▶ **Request**: Copy the records below exactly, leaving out any pictures.

▶ **Provided data**:
::::::::

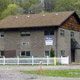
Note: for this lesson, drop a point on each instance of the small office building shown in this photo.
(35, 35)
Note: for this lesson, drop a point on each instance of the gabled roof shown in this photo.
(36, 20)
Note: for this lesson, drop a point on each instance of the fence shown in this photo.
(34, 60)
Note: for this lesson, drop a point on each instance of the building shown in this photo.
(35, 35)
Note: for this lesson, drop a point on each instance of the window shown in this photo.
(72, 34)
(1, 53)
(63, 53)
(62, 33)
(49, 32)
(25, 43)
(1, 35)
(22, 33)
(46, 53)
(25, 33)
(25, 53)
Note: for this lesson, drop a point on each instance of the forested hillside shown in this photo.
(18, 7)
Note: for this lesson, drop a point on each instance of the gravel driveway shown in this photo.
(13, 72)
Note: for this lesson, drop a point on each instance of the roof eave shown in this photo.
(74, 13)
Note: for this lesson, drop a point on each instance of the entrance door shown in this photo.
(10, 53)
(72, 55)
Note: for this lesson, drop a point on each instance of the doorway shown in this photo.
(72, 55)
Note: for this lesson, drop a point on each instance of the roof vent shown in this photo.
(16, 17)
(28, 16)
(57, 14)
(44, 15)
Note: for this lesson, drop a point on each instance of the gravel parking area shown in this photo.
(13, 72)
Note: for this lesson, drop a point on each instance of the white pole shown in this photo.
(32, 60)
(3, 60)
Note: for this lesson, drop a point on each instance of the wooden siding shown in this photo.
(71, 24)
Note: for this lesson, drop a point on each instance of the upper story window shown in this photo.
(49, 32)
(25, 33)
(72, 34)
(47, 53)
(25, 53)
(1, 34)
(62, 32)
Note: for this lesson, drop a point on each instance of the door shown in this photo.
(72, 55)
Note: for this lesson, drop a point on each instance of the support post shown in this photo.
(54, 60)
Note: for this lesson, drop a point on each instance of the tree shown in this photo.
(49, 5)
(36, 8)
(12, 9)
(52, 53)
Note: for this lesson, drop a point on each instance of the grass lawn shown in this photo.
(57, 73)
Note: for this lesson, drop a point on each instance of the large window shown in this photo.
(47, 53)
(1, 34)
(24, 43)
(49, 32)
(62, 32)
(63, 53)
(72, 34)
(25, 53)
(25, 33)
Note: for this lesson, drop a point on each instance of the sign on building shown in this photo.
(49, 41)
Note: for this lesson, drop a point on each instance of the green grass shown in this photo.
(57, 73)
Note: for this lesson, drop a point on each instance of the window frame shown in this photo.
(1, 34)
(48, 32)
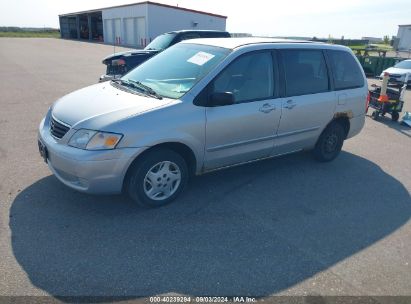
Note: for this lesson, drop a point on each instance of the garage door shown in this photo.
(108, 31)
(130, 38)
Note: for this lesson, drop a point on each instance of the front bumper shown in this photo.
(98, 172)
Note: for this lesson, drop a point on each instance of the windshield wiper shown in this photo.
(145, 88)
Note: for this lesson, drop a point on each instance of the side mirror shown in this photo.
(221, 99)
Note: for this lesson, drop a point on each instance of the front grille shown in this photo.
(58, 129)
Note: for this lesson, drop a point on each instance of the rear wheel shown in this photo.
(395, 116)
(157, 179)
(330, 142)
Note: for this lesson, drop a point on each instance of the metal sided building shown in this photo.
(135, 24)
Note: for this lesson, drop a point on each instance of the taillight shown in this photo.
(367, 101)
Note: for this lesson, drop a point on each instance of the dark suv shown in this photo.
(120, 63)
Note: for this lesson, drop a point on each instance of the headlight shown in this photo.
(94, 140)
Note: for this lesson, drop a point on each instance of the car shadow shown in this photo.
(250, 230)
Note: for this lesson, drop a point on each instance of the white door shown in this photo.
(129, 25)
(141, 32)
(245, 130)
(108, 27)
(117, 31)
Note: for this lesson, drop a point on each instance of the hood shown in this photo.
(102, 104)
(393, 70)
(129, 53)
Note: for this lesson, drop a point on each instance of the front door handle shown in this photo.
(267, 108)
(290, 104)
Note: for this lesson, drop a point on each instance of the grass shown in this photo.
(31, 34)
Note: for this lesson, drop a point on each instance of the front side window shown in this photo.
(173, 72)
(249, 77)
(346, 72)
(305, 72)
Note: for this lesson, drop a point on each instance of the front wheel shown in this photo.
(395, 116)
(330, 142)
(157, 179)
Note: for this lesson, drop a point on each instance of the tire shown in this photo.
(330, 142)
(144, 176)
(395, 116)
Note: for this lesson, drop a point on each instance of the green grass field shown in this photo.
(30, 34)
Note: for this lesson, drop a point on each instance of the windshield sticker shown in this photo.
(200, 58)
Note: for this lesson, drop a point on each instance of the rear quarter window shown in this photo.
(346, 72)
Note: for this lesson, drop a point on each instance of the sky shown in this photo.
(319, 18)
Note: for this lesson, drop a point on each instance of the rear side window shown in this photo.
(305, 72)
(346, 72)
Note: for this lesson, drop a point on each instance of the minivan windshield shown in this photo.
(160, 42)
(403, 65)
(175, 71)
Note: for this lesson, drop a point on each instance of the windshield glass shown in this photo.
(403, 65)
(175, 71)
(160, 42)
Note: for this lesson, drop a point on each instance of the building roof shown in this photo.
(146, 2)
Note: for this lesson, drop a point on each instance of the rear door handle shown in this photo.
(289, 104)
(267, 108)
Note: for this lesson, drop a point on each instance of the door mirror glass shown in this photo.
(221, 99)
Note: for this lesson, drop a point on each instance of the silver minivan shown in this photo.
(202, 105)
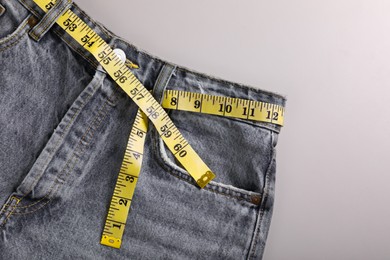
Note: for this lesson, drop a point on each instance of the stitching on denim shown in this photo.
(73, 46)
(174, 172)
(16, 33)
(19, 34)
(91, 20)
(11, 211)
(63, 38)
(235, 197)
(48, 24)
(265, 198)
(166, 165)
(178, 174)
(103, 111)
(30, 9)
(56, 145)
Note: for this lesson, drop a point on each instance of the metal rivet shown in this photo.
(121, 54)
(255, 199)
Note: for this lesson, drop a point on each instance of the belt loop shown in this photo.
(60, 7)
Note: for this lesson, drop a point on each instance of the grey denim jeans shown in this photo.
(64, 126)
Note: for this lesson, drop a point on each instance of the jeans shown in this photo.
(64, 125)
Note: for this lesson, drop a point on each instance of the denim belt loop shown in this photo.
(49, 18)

::::::::

▶ **Solution to this task**:
Note: for this lesson, drop a point on each instance of the small office building shown in this photo.
(35, 35)
Note: for this lesson, drop a point on each instance of the gabled roof shown in this photo.
(36, 20)
Note: for this lesson, drop a point on each instance of the fence shown in this photo.
(34, 60)
Note: for this lesson, drop a point on each instance of the building shown in this photo.
(35, 35)
Note: for this lesson, drop a point on each instance of the window shown in this photo.
(72, 34)
(1, 53)
(63, 53)
(62, 33)
(49, 32)
(25, 43)
(1, 35)
(22, 33)
(46, 53)
(25, 33)
(25, 53)
Note: for this lesson, drop a point on each instance of the forested hillside shown in this photo.
(18, 7)
Note: for this lesson, drop a point on each instance of the gravel driveway shown in this photo.
(13, 72)
Note: for this lesson, drop a point on each instance of the roof eave shown in this photo.
(74, 13)
Note: for this lesson, drop a point on each instance of the entrance door shown in this photo.
(10, 53)
(72, 55)
Note: for this lesson, drop a point on each instance of the doorway shown in this photo.
(72, 55)
Note: for this lesson, drop a point on each instance of the roof vent shown in this photo.
(16, 17)
(28, 16)
(57, 14)
(44, 15)
Note: for this lesson, drop a point on each instance of the gravel parking area shown in this photo.
(13, 72)
Note: for this lesson, drop a point on each instance of the white pole shown in this photo.
(32, 60)
(3, 60)
Note: for this lesson, drop a point on each instance of the wooden siding shown in this photo.
(71, 24)
Note: for this lesson, drop a point on each instance of the upper story window shown in this photo.
(49, 32)
(25, 33)
(72, 34)
(47, 53)
(25, 53)
(1, 34)
(62, 32)
Note: for this lesson, drop a point on each instance of the door shown in this photo.
(72, 55)
Note: for this lesson, drop a point on each instance of the support post shown in this photo.
(54, 60)
Note: for this lesson, drop a point on each instance of the tree shown in this photo.
(49, 5)
(36, 8)
(12, 9)
(52, 53)
Note: for this lesson, drop a point on each instance of the grass lawn shown in this photo.
(57, 73)
Note: for this lesson, drop a point on each instance of the large window shown in this photo.
(47, 53)
(1, 34)
(24, 43)
(49, 32)
(62, 32)
(63, 53)
(72, 34)
(25, 53)
(25, 33)
Note: for this lesson, drop a point on each instance of the sign on building shown in this photo.
(49, 41)
Note: for this lesson, drop a point on each instance of the green grass shown in this photo.
(57, 73)
Note: for this lesson, drop a point on each instance of the window frame shown in this photo.
(1, 34)
(48, 32)
Note: for this lesson, drop a point on each instance of the garage door shown in this photo.
(108, 31)
(130, 38)
Note: for this lesson, drop a point on each instance of the front bumper shown in this photo.
(98, 172)
Note: for this lesson, drop a point on each instance of the windshield wiper shown in this photo.
(145, 88)
Note: for this lesson, drop a point on each instance of the side mirror shown in this photo.
(221, 99)
Note: for this lesson, drop a point on each instance of the front grille shown in this photo.
(58, 129)
Note: for this lesson, drop a point on each instance of the rear wheel shown in this photo.
(395, 116)
(157, 179)
(330, 142)
Note: for this lesson, drop a point on each instance of the metal sided building shown in this photo.
(135, 24)
Note: for this lesson, drop a point on each instance of the taillight shown in this photo.
(367, 101)
Note: for this lesson, drop a point on each instance of the dark suv shown in this photo.
(120, 63)
Note: for this lesson, drop a point on each instance of the headlight shown in this photo.
(94, 140)
Note: for this lesson, drop a point on each instance of the car shadow shown in this photo.
(250, 230)
Note: for this lesson, drop a point on each instance of the white door shown in this photo.
(129, 25)
(141, 32)
(245, 130)
(108, 27)
(117, 31)
Note: for this lesson, drop a point on each instance of the hood shown in this photo.
(102, 104)
(393, 70)
(129, 53)
Note: for this lesson, drop a point on each instance of the front door handle shown in this photo.
(267, 108)
(290, 104)
Note: for this lesson, drop a point on each instance of the grass shown in this photo.
(31, 34)
Note: for this lesson, drop a point on each instance of the front side window shown in this photo.
(173, 72)
(249, 77)
(346, 72)
(305, 72)
Note: for this lesson, drop a point on each instance of the front wheel shown in this photo.
(395, 116)
(330, 142)
(157, 179)
Note: for this lesson, drop a point on each instance of the tire shown in this photo.
(330, 142)
(144, 176)
(395, 116)
Note: for this lesson, drop a point on each instance of the green grass field shown in this photo.
(30, 34)
Note: for this lesson, drop a point on each instance of the windshield sticker shown in this photo.
(200, 58)
Note: for this lesson, drop a point on each instance of the rear quarter window shown in this photo.
(346, 72)
Note: for this lesson, drop a point on each instance of the sky shown in this photo.
(319, 18)
Note: for this lesson, drop a point on each instance of the rear side window shown in this photo.
(305, 72)
(346, 72)
Note: for this lesson, drop a point on each instance of the minivan windshield shown in this photo.
(160, 42)
(403, 65)
(175, 71)
Note: for this lesson, drop a point on each instance of the windshield glass shown in this photo.
(403, 65)
(175, 71)
(160, 42)
Note: for this lesson, drop a point on each instance of the building roof shown in this photo.
(146, 2)
Note: for this lesson, drop a point on each instance of the rear door handle shown in this photo.
(289, 104)
(267, 108)
Note: for this lesson, drop a point on each instance of the door mirror glass shown in this photo.
(221, 99)
Note: for this lesson, drop a point on each instance of the silver minivan shown in this photo.
(202, 105)
Note: for this lesson, drop a point on each instance of the stitching on denim shown in this photo.
(73, 46)
(174, 172)
(16, 33)
(19, 34)
(91, 20)
(11, 211)
(63, 38)
(235, 197)
(48, 24)
(265, 198)
(166, 165)
(178, 174)
(103, 111)
(30, 9)
(56, 145)
Note: for this lesson, drop a point on each instance of the metal rivet shown in this photo.
(121, 54)
(255, 199)
Note: for this lesson, drop a point on each instance of the belt loop shown in this photo.
(60, 7)
Note: for this lesson, drop a point on each instance of the grey denim jeans shown in this photo.
(64, 126)
Note: for this lesson, drop a point on each instance of the jeans shown in this photo.
(64, 125)
Note: for this lesson, drop a point on each instance of the denim belt loop shown in this photo.
(49, 18)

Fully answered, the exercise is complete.